- Exercise prompt -
Reproduce all of the following material word for word, leaving out the pictures.

#####

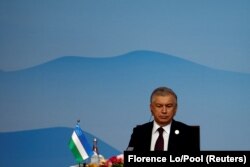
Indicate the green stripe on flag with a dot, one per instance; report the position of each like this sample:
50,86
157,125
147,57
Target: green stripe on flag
75,151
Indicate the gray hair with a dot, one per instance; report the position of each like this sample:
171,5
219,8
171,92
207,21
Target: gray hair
162,91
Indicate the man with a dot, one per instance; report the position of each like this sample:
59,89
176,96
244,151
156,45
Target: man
164,133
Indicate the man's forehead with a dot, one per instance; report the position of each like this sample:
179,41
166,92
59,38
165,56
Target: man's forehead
167,98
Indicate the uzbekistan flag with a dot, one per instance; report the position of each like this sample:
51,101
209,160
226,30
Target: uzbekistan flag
79,145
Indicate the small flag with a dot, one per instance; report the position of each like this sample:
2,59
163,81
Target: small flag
79,145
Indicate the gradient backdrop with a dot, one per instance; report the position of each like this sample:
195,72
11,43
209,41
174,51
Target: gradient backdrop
98,61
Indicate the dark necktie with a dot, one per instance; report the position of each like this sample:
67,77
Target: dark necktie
159,145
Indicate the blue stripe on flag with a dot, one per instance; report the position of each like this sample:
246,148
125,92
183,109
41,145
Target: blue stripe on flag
83,140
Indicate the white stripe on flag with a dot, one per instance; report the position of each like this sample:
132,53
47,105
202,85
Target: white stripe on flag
79,146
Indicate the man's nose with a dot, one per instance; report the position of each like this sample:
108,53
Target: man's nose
164,109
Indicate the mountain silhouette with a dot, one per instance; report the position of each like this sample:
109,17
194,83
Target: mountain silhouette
111,96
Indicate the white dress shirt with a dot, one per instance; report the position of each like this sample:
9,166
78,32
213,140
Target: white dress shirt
155,135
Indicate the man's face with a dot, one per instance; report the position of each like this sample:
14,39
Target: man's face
163,109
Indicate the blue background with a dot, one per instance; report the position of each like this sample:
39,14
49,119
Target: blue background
98,61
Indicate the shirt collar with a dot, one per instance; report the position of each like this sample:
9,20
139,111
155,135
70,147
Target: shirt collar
166,128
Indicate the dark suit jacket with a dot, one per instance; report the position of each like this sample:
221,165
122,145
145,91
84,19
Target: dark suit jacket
187,140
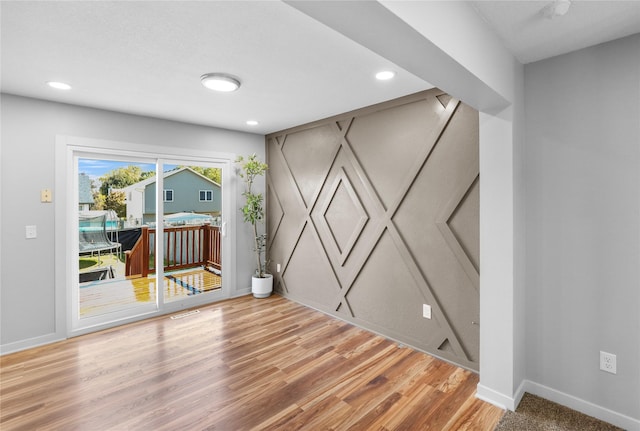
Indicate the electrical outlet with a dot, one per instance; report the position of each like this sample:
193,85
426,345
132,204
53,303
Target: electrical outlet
30,232
608,362
45,196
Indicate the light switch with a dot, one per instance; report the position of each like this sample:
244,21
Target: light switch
45,196
31,232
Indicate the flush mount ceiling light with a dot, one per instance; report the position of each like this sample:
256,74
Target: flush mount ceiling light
59,85
556,8
385,75
220,82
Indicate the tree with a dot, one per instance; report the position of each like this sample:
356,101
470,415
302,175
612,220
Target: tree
116,201
120,178
98,201
214,174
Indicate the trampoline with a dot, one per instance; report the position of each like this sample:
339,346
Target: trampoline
93,236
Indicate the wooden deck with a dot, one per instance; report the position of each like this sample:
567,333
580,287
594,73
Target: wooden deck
104,296
241,364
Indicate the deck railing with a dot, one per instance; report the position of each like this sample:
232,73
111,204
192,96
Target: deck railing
184,247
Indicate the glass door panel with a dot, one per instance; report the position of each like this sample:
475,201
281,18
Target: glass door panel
114,279
192,222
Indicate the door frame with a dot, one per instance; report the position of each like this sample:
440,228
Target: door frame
66,205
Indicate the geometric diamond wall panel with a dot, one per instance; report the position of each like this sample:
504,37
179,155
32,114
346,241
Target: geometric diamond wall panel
376,212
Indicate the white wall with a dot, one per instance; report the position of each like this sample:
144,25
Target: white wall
583,235
29,129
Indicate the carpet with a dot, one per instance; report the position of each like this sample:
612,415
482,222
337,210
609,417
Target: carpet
537,414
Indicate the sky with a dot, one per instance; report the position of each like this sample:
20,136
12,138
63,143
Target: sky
95,168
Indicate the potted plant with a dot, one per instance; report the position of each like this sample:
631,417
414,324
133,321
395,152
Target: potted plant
253,213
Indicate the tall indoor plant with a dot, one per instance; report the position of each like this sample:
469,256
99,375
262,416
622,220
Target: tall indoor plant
253,213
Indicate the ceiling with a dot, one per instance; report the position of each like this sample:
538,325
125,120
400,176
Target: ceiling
147,57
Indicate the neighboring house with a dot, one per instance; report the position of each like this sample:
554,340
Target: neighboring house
85,197
185,190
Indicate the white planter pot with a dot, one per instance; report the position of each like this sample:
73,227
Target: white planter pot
262,287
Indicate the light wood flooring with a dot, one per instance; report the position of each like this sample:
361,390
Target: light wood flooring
240,364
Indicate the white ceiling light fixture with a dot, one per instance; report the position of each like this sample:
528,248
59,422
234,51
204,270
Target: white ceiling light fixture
385,75
59,85
556,8
220,82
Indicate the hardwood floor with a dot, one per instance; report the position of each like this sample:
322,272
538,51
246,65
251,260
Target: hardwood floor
241,364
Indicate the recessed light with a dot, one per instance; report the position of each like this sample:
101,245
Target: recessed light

#####

- Response to the task -
Indicate the green stripe on flag with a dot, one per instance; report the position of each like this sample:
50,86
157,125
147,57
Target: green stripe on flag
75,151
Indicate the gray hair with a dot, one per instance; report the position of each like this sample:
171,5
219,8
171,92
207,21
Target: gray hair
162,91
Indicate the man with a dot, one per instance; report the position of each like this sample:
59,89
176,96
244,151
156,45
Target: man
164,133
Indicate the man's forehead with a dot, one per instance; report the position of each like this sample:
179,41
166,92
59,38
165,56
Target: man's forehead
167,98
Indicate the uzbekistan flag with a dot, one per instance; report the position of each like this sample:
51,101
209,160
226,30
Target: uzbekistan flag
79,145
Indicate the small flag with a dot, one per instance; report the position of each like this sample:
2,59
163,81
Target: small flag
79,145
Indicate the gradient backdrop with a dot, one per instance; report the position of each like this sample:
195,72
11,43
209,41
174,51
Target: gradient backdrop
98,61
Indicate the dark necktie with a dot, one per instance; report the position of each like this sample:
67,77
Target: dark necktie
159,145
Indicate the blue stripe on flag with a dot, one per instance; report the position of each like this sample:
246,148
125,92
183,109
41,145
Target: blue stripe on flag
83,140
Indicate the white stripe on flag with a dot, one per instance; report the position of each like this sample:
132,53
47,105
202,85
Target: white stripe on flag
79,146
Indicate the man's nose with a dot, one per instance; report the position of each like this sample:
108,53
Target: man's nose
164,109
Indicate the mountain silhouette with a dot, one per instance; report the position of each like this sample:
109,17
194,83
Target: mountain silhouette
111,96
Indicate the white dress shirt with a dot, one per instance; report the position of each like this sample:
9,166
78,32
213,140
Target: white dress shirt
155,135
Indicate the man's face with a dot, one per instance; report the position of each like this sample:
14,39
Target: man's face
163,109
Indicate the blue background with a dot, one per instance; report the position of each like this sample:
39,14
49,119
Target: blue background
98,61
Indicate the shirt collar with a dot, one per instance; report the position of each like this sample:
9,20
139,111
155,135
70,147
Target: shirt collar
166,128
Indicate the dark suit jacket with a dot, one per instance; report the position of each like this sample:
221,165
122,145
145,91
84,19
Target: dark suit jacket
187,140
Indicate the electrical outlet with a dot, one per instance; report the position of each like this sample:
193,85
426,345
132,204
53,303
Target: electrical outlet
30,232
608,362
45,196
Indicate the light switch with a dot, one per instance; report the position of each like this sample:
244,21
Target: light switch
45,196
31,232
Indicate the flush mount ceiling light with a dot, one per instance; report the position of each like this sample:
256,74
Target: flush mount ceiling light
59,85
556,8
385,75
220,82
Indicate the tree with a dot, one per instance; report the position of each like this sample:
356,101
470,415
302,175
612,220
Target: tree
116,201
120,178
98,201
214,174
Indicate the trampoline with a dot, one per instance; report the position of each like this sample:
339,346
Target: trampoline
93,236
Indicate the wooden deck with a dot, one per instance; report the position of each like this sample:
567,333
580,287
594,73
Target: wooden deck
104,296
241,364
Indicate the deck railing with a dot, one per instance; report the position of each like this sample:
232,73
111,204
192,96
Target: deck railing
184,247
Indicate the glass door panel with a dot, one per instance; report the position of each like this sample:
475,201
281,18
Target: glass door panel
114,279
192,222
Indicate the door frame with a dot, one per instance; report the position of each like this sample:
440,228
Target: door frame
66,205
Indicate the geometric diamond wall panel with a dot, one per instance; report the position of each like this sample:
504,37
179,155
32,114
346,241
Target: geometric diamond wall panel
376,212
Indicate the white wall with a dot, one per instance; report the position of each like this sample:
144,25
Target: white wall
583,235
29,129
Indicate the carpet with a dot, one per instance; report the position of each like this sample:
612,415
482,222
337,210
609,417
Target: carpet
537,414
Indicate the sky with a dot, one per instance; report the position of each like this sample:
20,136
12,138
63,143
Target: sky
95,168
Indicate the potted plant with a dot, one per instance; report the position of each like this sample:
631,417
414,324
133,321
395,152
Target: potted plant
253,213
Indicate the tall indoor plant with a dot, one per instance; report the position of each like this sample:
469,256
99,375
262,416
622,220
Target: tall indoor plant
253,213
Indicate the ceiling with a dot, one per instance; report the position of each like this sample:
538,325
125,120
400,176
Target: ceiling
147,57
Indicate the neighboring house with a dot, one per instance; report the position of each like this sample:
554,340
Target: neighboring house
85,197
185,190
Indicate the white planter pot with a dot, one per instance; report the position of each like this sample:
73,227
Target: white planter pot
262,287
Indicate the light wood flooring with a dot, one per instance; report the position of each like this sample:
361,390
Target: light wood flooring
240,364
Indicate the white ceiling light fixture with a dot, one per instance; report the position of each like this sample:
528,248
59,422
234,51
204,270
Target: white ceiling light fixture
385,75
59,85
556,8
220,82
Indicate the hardwood floor with a dot, one per instance; report the position of each like this sample:
322,272
538,51
246,65
251,260
Target: hardwood floor
241,364
Indicate the recessed light with a dot, one per instance; report the position of each like this sample:
101,245
Target: recessed light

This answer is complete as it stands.